**TRY IT:** Copy the following entries word for word, leaving out the pictures.

'''

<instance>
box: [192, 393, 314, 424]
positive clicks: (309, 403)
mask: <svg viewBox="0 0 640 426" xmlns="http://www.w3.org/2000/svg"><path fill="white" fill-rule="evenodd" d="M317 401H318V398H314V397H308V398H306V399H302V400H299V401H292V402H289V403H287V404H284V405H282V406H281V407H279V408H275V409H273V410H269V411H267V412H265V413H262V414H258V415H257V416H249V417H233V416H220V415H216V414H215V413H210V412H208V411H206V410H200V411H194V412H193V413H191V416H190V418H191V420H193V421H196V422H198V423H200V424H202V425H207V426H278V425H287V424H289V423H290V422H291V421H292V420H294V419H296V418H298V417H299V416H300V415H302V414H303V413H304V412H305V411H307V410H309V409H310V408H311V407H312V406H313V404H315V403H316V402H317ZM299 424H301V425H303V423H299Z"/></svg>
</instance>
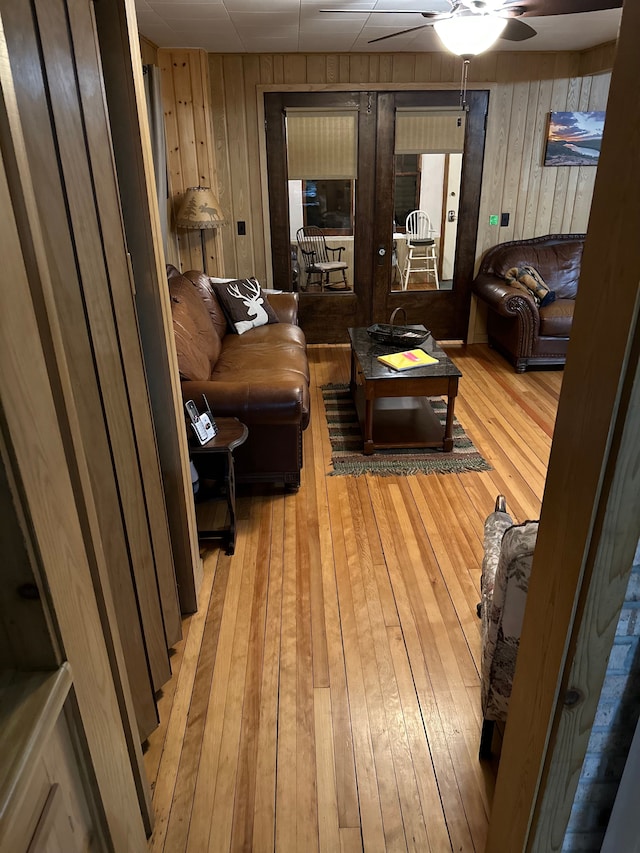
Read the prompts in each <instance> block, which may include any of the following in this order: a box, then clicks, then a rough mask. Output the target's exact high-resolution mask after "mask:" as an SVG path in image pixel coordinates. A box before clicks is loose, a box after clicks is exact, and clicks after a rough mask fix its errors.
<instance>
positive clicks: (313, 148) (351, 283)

'''

**EXERCISE SOLUTION:**
<instance>
box: [192, 393, 314, 424]
positive clicks: (309, 403)
mask: <svg viewBox="0 0 640 426" xmlns="http://www.w3.org/2000/svg"><path fill="white" fill-rule="evenodd" d="M317 401H318V398H314V397H308V398H306V399H302V400H299V401H292V402H289V403H287V404H284V405H282V406H281V407H279V408H275V409H273V410H269V411H267V412H265V413H262V414H258V415H257V416H249V417H233V416H220V415H216V414H215V413H210V412H208V411H206V410H200V411H194V412H193V413H191V416H190V418H191V420H193V421H196V422H198V423H200V424H202V425H207V426H278V425H287V424H289V423H290V422H291V421H292V420H294V419H296V418H298V417H299V416H300V415H302V414H303V413H304V412H305V411H307V410H309V409H310V408H311V407H312V406H313V404H315V403H316V402H317ZM299 424H301V425H303V423H299Z"/></svg>
</instance>
Read the prompts in each <instance> block, which may include any of the following in this order: a box, then clicks, then a rough mask. Output the target's exact high-resolution mask after "mask:" as an SVG path in image pixel coordinates. A box before clicks is loose, a box after clicks is exact, and clicks after a rough mask fix its errors.
<instance>
positive clicks: (313, 148) (351, 283)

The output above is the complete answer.